- [Page]
Q: You take on big topics like body image and dieting and the signals society sends to children about appearance. How do you want young readers to experience the book and the message?
CCG: I would love readers to be engaged and also comforted by the verse, which offers “snapshots” of Reeni’s journey. And I hope they’ll be thoughtfully provoked by the multiple thematic issues—the reality of what dieting does to body, mind, and spirit; the presence of weight bias in our culture and literature; the value of using or developing “inner” strengths of self-awareness and self-reflection to encourage growth and change—in Reeni's Turn, I celebrate the introverted child’s strengths as a model for all children; and the discovery that we are far better off when we face our obstacles directly and with the courage to tell ourselves the truth about who we are, and who we want to become.
In summary, I’d say there are all kinds of meaningful conversations that Reeni's Turn can begin, from body, to the pull between many sets of emotions (fear and longing, love and loss, confidence and self-loathing, and more), to the feeling of separating a little bit—not too much!—from loving parents and siblings, to the reality that persistence and emotional resilience does not come easily for everyone. The journey to become who we want to be without giving up who we are can be hard!
Thank you so much for this opportunity to share my experience with, and the issues in Reeni's Turn, Kate. I look forward to conversations with readers, their guiding adults, and writers who want to include more body positive, weight neutral issues into their work.

- [Exercise 1]
Reproduce the interview word for word, from "CCG: I would" up to and including "want to become.".
- [Exercise 2]
According to the interview, what does the verse offer readers?
- [Exercise 3]
The interview mentions "the pull between many sets of emotions." List the pairs of emotions it gives as examples of that pull.
Rely only on the interview, not on the data.

- [Raw records]
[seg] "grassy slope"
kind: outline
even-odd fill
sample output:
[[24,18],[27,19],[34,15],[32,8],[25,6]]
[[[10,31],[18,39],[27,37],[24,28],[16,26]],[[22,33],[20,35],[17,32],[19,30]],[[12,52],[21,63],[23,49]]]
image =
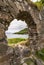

- [Correct result 1]
CCG: I would love readers to be engaged and also comforted by the verse, which offers “snapshots” of Reeni’s journey. And I hope they’ll be thoughtfully provoked by the multiple thematic issues—the reality of what dieting does to body, mind, and spirit; the presence of weight bias in our culture and literature; the value of using or developing “inner” strengths of self-awareness and self-reflection to encourage growth and change—in Reeni's Turn, I celebrate the introverted child’s strengths as a model for all children; and the discovery that we are far better off when we face our obstacles directly and with the courage to tell ourselves the truth about who we are, and who we want to become.

- [Correct result 2]
It offers "snapshots" of Reeni's journey.

- [Correct result 3]
- fear and longing
- love and loss
- confidence and self-loathing